(Object pointing dataset rows)
+---+

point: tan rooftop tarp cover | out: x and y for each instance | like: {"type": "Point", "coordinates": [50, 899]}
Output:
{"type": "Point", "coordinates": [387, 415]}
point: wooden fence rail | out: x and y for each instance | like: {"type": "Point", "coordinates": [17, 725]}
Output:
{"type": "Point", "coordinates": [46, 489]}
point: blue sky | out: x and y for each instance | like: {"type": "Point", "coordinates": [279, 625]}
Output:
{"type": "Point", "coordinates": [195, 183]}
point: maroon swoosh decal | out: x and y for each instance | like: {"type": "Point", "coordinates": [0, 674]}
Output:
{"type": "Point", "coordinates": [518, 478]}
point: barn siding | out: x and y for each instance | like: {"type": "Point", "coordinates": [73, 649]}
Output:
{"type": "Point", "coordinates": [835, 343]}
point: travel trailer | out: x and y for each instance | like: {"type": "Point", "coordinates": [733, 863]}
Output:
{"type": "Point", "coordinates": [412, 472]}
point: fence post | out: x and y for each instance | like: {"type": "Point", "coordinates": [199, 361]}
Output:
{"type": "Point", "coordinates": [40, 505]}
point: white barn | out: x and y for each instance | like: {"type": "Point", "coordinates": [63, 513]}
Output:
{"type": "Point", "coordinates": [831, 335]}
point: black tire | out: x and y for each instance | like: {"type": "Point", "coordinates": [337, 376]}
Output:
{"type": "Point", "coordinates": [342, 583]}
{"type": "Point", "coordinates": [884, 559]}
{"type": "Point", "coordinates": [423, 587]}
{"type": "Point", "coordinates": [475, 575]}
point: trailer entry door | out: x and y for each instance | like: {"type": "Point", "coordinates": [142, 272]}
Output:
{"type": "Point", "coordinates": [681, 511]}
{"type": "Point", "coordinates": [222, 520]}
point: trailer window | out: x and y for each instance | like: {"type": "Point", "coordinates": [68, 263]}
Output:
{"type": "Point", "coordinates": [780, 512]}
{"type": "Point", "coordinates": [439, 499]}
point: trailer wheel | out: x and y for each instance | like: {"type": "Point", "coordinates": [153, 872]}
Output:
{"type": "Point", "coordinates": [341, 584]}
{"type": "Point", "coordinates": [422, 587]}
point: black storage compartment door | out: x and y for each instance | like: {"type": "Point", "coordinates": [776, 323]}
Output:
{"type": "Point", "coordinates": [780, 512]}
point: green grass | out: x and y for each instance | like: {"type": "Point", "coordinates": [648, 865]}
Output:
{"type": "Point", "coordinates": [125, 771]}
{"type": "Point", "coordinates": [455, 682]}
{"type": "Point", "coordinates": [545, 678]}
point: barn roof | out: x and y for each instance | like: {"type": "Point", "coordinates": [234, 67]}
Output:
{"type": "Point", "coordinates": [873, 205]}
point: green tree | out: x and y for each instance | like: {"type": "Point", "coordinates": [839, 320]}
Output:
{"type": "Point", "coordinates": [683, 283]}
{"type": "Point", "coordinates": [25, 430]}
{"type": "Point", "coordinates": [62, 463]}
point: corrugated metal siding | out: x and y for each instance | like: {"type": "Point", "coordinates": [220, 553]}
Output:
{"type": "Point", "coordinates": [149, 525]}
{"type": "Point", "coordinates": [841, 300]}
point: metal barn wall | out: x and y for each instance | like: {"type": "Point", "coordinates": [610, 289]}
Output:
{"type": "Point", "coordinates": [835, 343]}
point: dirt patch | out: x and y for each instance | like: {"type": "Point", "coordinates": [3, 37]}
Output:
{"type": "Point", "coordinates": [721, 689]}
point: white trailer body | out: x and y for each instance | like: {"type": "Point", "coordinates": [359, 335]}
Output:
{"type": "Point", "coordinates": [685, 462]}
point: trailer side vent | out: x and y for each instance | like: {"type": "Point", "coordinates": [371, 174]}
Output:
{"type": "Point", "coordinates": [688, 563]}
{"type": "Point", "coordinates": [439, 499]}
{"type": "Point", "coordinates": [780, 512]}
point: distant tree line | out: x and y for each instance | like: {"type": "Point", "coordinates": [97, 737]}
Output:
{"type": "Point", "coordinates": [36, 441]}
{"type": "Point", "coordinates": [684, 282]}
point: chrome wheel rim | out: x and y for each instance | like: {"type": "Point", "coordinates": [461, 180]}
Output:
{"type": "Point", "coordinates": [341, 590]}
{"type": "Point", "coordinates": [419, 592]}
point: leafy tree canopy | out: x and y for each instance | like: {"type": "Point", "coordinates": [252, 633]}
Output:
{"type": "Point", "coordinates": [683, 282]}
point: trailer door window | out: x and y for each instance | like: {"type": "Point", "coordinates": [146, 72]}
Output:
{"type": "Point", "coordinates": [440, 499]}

+---+

* [What you should do]: Write every entry out again exactly.

* [Result of this task]:
point: tan rooftop tarp cover | out: x and y for each instance | like: {"type": "Point", "coordinates": [50, 899]}
Output:
{"type": "Point", "coordinates": [387, 415]}
point: wooden fence rail | out: x and y for each instance | like: {"type": "Point", "coordinates": [17, 725]}
Output:
{"type": "Point", "coordinates": [46, 489]}
point: blue sky | out: x and y for each instance | like: {"type": "Point", "coordinates": [279, 625]}
Output:
{"type": "Point", "coordinates": [195, 183]}
point: maroon swoosh decal | out: x and y for each instance | like: {"type": "Point", "coordinates": [0, 674]}
Output:
{"type": "Point", "coordinates": [518, 478]}
point: barn siding | out: x and y for each instance | like: {"type": "Point", "coordinates": [73, 649]}
Output:
{"type": "Point", "coordinates": [835, 343]}
point: travel trailer | out: x and y for each instance | like: {"type": "Point", "coordinates": [733, 863]}
Output:
{"type": "Point", "coordinates": [412, 472]}
point: fence post | out: x and y for each instance | like: {"type": "Point", "coordinates": [199, 361]}
Output:
{"type": "Point", "coordinates": [40, 505]}
point: white barn | out: x and y for each instance | like: {"type": "Point", "coordinates": [63, 513]}
Output:
{"type": "Point", "coordinates": [831, 335]}
point: black tire | out: x and y for each instance | like: {"type": "Point", "coordinates": [337, 376]}
Output:
{"type": "Point", "coordinates": [342, 583]}
{"type": "Point", "coordinates": [884, 559]}
{"type": "Point", "coordinates": [423, 587]}
{"type": "Point", "coordinates": [475, 575]}
point: trailer entry door | out: x and y for each instance | like: {"type": "Point", "coordinates": [142, 272]}
Output:
{"type": "Point", "coordinates": [681, 511]}
{"type": "Point", "coordinates": [222, 520]}
point: trailer window | out: x and y for each instance | like: {"type": "Point", "coordinates": [68, 263]}
Output:
{"type": "Point", "coordinates": [780, 512]}
{"type": "Point", "coordinates": [439, 499]}
point: trailer wheel | out: x and y for each instance | like: {"type": "Point", "coordinates": [153, 872]}
Output:
{"type": "Point", "coordinates": [341, 584]}
{"type": "Point", "coordinates": [422, 587]}
point: black storage compartment door | out: x and y for each instance | like: {"type": "Point", "coordinates": [776, 323]}
Output:
{"type": "Point", "coordinates": [780, 512]}
point: green grass | out: x and y for each instance | like: {"type": "Point", "coordinates": [648, 865]}
Output:
{"type": "Point", "coordinates": [125, 771]}
{"type": "Point", "coordinates": [455, 682]}
{"type": "Point", "coordinates": [545, 678]}
point: barn roof | out: x and y for each instance | like: {"type": "Point", "coordinates": [234, 67]}
Output:
{"type": "Point", "coordinates": [873, 205]}
point: green tree | out: x and y for each instance | like: {"type": "Point", "coordinates": [839, 320]}
Output:
{"type": "Point", "coordinates": [683, 283]}
{"type": "Point", "coordinates": [25, 430]}
{"type": "Point", "coordinates": [62, 463]}
point: corrugated metal siding | out: x and y for each instance | like: {"type": "Point", "coordinates": [220, 553]}
Output:
{"type": "Point", "coordinates": [149, 525]}
{"type": "Point", "coordinates": [841, 300]}
point: metal barn wall | out: x and y for each instance | like: {"type": "Point", "coordinates": [610, 289]}
Output:
{"type": "Point", "coordinates": [835, 343]}
point: dirt patch | out: x and y for each instance | like: {"type": "Point", "coordinates": [3, 37]}
Output:
{"type": "Point", "coordinates": [721, 689]}
point: white trailer body | out: x and y for each instance | like: {"type": "Point", "coordinates": [359, 335]}
Output:
{"type": "Point", "coordinates": [685, 462]}
point: trailer side vent | out: x and y for each instance | like: {"type": "Point", "coordinates": [371, 174]}
Output:
{"type": "Point", "coordinates": [688, 563]}
{"type": "Point", "coordinates": [439, 499]}
{"type": "Point", "coordinates": [780, 512]}
point: distant tree line | out: x and y for each instance | like: {"type": "Point", "coordinates": [97, 737]}
Output:
{"type": "Point", "coordinates": [36, 441]}
{"type": "Point", "coordinates": [684, 282]}
point: chrome wheel rim | out: x and y for each instance | like: {"type": "Point", "coordinates": [461, 180]}
Output:
{"type": "Point", "coordinates": [341, 590]}
{"type": "Point", "coordinates": [419, 592]}
point: leafy tree canopy | out: x and y for each instance | like: {"type": "Point", "coordinates": [252, 633]}
Output:
{"type": "Point", "coordinates": [683, 282]}
point: trailer door window | out: x and y for each instance | like: {"type": "Point", "coordinates": [146, 72]}
Output:
{"type": "Point", "coordinates": [440, 499]}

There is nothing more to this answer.